__GOAL 1__. According to the Flink SQL discussion thread, what return type will now(), proctime() and CURRENT_TIMESTAMP still have after the changes?

__PAGE TEXT__.
····················

Re: [DISCUSS] Correct time-related function behavior in Flink SQL

Posted by Leonard Xu <xb...@gmail.com>.

> Before the changes, as I am writing this reply, the local time here is 2021-01-21 12:03:35 (Beijing time, UTC+8).
> And I tried these 5 functions in sql client, and got:
> 
> Flink SQL> select now(), PROCTIME(), CURRENT_TIMESTAMP, CURRENT_DATE, CURRENT_TIME;
> +-------------------------+-------------------------+-------------------------+--------------+--------------+
> |                  EXPR$0 |                  EXPR$1 |       CURRENT_TIMESTAMP | CURRENT_DATE | CURRENT_TIME |
> +-------------------------+-------------------------+-------------------------+--------------+--------------+
> | 2021-01-21T04:03:35.228 | 2021-01-21T04:03:35.228 | 2021-01-21T04:03:35.228 |   2021-01-21 | 04:03:35.228 |
> +-------------------------+-------------------------+-------------------------+--------------+--------------+
> After the changes, the expected behavior will change to:
> 
> Flink SQL> select now(), PROCTIME(), CURRENT_TIMESTAMP, CURRENT_DATE, CURRENT_TIME;
> +-------------------------+-------------------------+-------------------------+--------------+--------------+
> |                  EXPR$0 |                  EXPR$1 |       CURRENT_TIMESTAMP | CURRENT_DATE | CURRENT_TIME |
> +-------------------------+-------------------------+-------------------------+--------------+--------------+
> | 2021-01-21T12:03:35.228 | 2021-01-21T12:03:35.228 | 2021-01-21T12:03:35.228 |   2021-01-21 | 12:03:35.228 |
> +-------------------------+-------------------------+-------------------------+--------------+--------------+
> The return type of now(), proctime() and CURRENT_TIMESTAMP still be TIMESTAMP;

To Kurt, thanks  for the intuitive case, it really clear, you’re wright that I want to propose to change the return value of these functions. It’s the most important part of the topic from user's perspective.

> I think this definitely deserves a FLIP.
To Jark,  nice suggestion, I prepared a FLIP for this topic, and will start the FLIP discussion soon.

>> If use the default Flink SQL,&nbsp; the window time range of the
>> statistics is incorrect, then the statistical results will naturally be
>> incorrect.
To zhisheng, sorry to hear that this problem influenced your production jobs,  Could you share your SQL pattern?  we can have more inputs and try to resolve them.


Best,
Leonard



> On Tue, Jan 19, 2021 at 6:42 PM Leonard Xu <xbjtdcq@gmail.com <ma...@gmail.com>> wrote:
> I found above example format may mess up in different mail client, I post a picture here[1].
> 
> Best,
> Leonard
> 
> [1] https://github.com/leonardBang/flink-sql-etl/blob/master/etl-job/src/main/resources/pictures/CURRRENT_TIMESTAMP.png <https://github.com/leonardBang/flink-sql-etl/blob/master/etl-job/src/main/resources/pictures/CURRRENT_TIMESTAMP.png> <https://github.com/leonardBang/flink-sql-etl/blob/master/etl-job/src/main/resources/pictures/CURRRENT_TIMESTAMP.png <https://github.com/leonardBang/flink-sql-etl/blob/master/etl-job/src/main/resources/pictures/CURRRENT_TIMESTAMP.png>> 
> 
> > 在 2021年1月19日,16:22,Leonard Xu <xbjtdcq@gmail.com <ma...@gmail.com>> 写道:
> > 
> > Hi, all
> > 
> > I want to start the discussion about correcting time-related function behavior in Flink SQL, this is a tricky topic but I think it’s time to address it.

····················

__MATERIAL FOR THE TASK__.
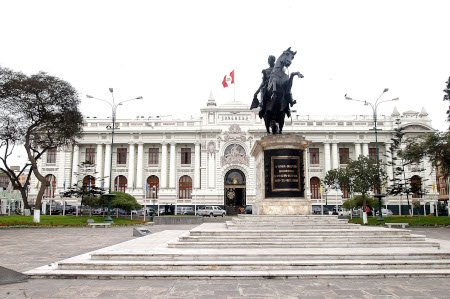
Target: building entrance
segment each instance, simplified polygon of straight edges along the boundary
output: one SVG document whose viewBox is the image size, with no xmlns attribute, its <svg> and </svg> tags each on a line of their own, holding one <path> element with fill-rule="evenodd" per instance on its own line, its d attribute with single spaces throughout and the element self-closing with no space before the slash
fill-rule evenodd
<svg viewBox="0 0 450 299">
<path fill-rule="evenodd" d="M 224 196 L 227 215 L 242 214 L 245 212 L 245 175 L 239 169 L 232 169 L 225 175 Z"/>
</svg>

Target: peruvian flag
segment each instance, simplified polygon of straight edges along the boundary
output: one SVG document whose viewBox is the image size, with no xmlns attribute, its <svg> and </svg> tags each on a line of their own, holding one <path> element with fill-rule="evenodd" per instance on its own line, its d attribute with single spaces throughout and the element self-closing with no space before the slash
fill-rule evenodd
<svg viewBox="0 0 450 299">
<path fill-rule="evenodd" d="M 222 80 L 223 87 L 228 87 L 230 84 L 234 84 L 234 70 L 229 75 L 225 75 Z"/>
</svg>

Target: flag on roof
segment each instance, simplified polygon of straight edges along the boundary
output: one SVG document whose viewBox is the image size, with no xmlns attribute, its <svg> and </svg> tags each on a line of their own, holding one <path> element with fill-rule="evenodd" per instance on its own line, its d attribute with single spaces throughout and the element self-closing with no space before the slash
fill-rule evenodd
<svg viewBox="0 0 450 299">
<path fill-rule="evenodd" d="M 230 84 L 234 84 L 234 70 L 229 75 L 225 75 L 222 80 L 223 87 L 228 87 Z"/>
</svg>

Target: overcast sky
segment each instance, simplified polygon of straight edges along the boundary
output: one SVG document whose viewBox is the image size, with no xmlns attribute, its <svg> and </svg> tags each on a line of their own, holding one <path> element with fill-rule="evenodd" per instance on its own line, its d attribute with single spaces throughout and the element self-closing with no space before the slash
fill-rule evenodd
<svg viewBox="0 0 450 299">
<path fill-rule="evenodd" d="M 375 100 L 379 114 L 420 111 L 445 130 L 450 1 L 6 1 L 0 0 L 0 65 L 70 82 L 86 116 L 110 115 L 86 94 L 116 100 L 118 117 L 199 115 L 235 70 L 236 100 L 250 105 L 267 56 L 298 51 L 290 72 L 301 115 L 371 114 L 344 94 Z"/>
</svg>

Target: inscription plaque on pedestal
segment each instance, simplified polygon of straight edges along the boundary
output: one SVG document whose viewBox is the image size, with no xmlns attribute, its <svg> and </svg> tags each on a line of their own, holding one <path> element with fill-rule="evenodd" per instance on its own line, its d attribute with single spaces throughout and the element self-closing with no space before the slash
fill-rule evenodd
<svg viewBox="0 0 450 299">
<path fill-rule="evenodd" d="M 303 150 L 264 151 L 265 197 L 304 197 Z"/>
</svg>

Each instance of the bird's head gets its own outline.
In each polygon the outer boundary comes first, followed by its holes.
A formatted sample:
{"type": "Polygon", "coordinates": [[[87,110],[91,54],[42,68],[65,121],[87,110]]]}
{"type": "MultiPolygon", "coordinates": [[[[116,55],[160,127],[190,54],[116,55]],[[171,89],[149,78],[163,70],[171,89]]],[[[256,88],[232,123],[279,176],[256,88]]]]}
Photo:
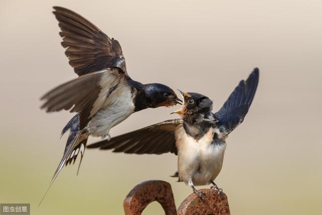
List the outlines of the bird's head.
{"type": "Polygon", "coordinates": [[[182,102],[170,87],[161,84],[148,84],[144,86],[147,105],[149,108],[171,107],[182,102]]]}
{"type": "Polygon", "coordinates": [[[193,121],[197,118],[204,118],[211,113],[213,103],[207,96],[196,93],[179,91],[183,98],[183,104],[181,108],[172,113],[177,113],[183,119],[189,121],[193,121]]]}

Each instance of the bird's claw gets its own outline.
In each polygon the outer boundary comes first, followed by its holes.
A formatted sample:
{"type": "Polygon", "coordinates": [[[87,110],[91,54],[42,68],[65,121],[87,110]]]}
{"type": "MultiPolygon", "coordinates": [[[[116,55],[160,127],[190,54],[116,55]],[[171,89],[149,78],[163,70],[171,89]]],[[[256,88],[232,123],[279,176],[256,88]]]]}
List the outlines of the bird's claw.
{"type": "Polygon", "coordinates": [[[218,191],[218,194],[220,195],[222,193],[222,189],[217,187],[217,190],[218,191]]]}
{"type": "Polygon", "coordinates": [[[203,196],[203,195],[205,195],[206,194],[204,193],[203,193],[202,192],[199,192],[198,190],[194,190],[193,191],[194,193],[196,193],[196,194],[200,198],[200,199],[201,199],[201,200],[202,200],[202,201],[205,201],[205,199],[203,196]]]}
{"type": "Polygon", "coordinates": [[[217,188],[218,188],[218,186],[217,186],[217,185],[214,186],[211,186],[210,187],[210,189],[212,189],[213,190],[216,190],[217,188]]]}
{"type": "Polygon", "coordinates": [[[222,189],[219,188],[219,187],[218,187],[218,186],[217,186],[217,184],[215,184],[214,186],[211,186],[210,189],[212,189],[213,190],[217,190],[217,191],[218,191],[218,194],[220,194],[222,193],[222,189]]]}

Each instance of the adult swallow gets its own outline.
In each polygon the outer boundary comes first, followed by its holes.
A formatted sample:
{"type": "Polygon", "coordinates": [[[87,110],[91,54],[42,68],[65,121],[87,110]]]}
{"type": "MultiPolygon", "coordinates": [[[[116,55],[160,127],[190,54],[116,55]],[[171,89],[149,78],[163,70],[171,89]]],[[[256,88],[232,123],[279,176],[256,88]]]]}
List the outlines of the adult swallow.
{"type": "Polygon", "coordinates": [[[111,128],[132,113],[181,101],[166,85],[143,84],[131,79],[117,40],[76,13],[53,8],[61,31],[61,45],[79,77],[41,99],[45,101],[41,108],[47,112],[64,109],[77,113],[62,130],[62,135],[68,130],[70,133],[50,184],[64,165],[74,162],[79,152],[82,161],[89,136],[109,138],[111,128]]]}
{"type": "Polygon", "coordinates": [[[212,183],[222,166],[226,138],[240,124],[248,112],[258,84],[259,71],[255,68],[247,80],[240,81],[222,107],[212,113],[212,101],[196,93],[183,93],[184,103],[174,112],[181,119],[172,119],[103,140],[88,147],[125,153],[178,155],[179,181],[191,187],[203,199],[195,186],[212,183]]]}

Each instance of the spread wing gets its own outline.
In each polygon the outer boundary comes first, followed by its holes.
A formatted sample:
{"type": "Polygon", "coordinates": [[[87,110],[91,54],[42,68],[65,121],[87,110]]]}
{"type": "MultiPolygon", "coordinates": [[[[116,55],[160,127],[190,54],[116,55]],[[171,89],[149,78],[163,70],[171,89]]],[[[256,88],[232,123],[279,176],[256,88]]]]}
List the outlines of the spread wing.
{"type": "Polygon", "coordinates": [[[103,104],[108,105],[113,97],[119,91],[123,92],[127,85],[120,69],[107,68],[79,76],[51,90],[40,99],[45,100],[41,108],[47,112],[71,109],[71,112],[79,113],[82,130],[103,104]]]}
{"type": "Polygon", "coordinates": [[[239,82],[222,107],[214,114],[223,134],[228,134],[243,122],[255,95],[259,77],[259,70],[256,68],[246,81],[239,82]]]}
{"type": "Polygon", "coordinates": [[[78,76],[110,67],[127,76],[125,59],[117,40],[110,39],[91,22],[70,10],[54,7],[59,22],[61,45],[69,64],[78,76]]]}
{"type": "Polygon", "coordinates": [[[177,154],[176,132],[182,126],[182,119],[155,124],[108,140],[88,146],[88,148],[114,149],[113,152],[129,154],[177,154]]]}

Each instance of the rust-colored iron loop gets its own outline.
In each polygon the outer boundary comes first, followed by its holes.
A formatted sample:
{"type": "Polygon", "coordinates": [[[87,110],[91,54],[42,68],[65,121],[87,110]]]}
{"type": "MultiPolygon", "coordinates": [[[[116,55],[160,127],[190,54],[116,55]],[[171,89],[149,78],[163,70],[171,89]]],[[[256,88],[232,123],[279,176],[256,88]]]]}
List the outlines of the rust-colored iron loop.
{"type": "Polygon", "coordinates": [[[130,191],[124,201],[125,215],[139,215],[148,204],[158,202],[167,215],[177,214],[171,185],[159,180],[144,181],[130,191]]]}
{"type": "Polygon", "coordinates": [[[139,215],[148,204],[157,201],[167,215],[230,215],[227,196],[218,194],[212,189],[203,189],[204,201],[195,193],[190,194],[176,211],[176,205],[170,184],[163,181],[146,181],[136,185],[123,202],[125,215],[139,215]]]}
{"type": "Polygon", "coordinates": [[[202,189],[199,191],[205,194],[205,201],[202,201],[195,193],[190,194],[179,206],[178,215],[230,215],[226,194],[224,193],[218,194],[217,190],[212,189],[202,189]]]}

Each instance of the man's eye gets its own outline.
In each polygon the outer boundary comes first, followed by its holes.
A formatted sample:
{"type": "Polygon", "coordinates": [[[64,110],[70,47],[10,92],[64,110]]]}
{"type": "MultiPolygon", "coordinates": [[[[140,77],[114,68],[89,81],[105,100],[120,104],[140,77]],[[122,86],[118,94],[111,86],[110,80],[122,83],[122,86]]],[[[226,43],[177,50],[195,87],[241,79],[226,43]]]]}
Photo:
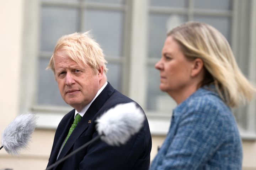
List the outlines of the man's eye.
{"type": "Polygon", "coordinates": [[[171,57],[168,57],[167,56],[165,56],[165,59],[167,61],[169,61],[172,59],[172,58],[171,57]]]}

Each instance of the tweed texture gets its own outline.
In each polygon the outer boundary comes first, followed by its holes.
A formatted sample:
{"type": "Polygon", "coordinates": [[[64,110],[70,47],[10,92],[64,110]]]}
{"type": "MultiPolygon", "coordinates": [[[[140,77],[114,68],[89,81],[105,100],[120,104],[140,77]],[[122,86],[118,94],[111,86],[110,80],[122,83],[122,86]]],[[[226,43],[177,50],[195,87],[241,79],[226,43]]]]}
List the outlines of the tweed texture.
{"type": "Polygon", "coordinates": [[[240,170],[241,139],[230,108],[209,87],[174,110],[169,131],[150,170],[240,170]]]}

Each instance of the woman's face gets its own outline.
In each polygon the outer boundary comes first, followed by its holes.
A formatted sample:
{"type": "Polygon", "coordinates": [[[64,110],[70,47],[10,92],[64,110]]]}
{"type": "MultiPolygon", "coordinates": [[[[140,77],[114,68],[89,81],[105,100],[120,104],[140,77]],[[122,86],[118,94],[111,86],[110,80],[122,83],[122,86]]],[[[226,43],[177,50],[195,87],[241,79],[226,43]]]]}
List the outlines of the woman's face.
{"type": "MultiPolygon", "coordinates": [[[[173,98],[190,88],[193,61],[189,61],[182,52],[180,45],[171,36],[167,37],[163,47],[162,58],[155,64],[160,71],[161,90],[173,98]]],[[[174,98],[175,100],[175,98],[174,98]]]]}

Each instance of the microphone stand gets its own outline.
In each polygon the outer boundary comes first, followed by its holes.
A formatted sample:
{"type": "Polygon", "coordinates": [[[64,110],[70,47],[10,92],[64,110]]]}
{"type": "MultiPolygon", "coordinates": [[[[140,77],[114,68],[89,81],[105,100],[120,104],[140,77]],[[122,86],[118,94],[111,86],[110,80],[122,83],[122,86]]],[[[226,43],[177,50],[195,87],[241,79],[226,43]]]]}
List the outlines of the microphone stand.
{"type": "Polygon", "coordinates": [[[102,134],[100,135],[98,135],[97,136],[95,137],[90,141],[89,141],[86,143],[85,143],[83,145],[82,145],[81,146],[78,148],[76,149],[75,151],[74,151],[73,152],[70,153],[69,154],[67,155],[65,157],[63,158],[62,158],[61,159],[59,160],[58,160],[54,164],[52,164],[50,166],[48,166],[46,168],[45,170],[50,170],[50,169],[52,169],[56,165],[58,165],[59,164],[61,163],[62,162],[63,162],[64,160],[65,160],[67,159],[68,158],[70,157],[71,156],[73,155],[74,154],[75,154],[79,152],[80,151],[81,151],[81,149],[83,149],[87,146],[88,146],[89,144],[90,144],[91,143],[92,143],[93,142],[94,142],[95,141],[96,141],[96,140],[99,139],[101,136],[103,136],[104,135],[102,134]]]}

····················

__GOAL 2__. In the rows, rewrite as a numbered list the lines from the one containing "Each instance of the microphone" through the one containing "List the outlines of the microphone stand.", including both of those lines and leaving out any blank lines.

__EXPECTED ANSWER 1__. TIMESTAMP

__EXPECTED ANSWER 2__.
1. Each instance of the microphone stand gets its own outline.
2. In each polygon the outer boundary comes first, followed by its holes.
3. A formatted sample:
4. {"type": "Polygon", "coordinates": [[[64,110],[70,47],[10,92],[64,110]]]}
5. {"type": "MultiPolygon", "coordinates": [[[[140,77],[114,68],[89,81],[105,100],[120,104],[140,77]],[[122,86],[118,94],[111,86],[110,80],[122,83],[122,86]]],[[[226,43],[177,50],[195,87],[241,79],[226,43]]]]}
6. List the outlines of the microphone stand.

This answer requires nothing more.